Report every line of the records below that contains the string "wall", copying each such line in full.

(Items stored from a collection)
:::

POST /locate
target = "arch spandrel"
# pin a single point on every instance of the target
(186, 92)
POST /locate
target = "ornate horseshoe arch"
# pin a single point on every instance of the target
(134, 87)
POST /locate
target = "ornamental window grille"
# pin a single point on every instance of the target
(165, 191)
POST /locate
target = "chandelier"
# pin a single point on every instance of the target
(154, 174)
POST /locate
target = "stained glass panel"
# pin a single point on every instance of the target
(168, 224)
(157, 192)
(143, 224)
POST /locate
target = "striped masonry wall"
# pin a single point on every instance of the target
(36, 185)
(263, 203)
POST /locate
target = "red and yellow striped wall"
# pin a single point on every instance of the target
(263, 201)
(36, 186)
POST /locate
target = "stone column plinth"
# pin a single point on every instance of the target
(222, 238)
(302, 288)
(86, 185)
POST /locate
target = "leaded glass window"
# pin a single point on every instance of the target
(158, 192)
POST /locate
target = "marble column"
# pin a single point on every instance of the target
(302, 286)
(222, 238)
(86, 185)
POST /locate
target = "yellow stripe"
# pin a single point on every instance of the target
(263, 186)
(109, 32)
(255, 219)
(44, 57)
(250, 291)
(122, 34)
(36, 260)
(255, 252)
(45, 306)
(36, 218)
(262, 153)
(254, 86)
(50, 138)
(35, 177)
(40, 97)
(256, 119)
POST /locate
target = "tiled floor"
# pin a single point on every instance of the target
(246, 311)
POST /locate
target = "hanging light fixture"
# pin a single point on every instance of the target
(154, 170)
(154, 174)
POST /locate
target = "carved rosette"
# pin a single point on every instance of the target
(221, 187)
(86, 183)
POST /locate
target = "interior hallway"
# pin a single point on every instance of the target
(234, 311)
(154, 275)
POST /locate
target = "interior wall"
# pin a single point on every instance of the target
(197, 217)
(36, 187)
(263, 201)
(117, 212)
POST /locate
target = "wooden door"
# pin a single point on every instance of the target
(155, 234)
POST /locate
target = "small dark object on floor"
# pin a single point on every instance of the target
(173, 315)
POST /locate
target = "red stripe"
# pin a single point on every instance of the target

:::

Exercise result:
target = "striped masonry wall"
target = "red and yellow striped wall"
target = "interior wall"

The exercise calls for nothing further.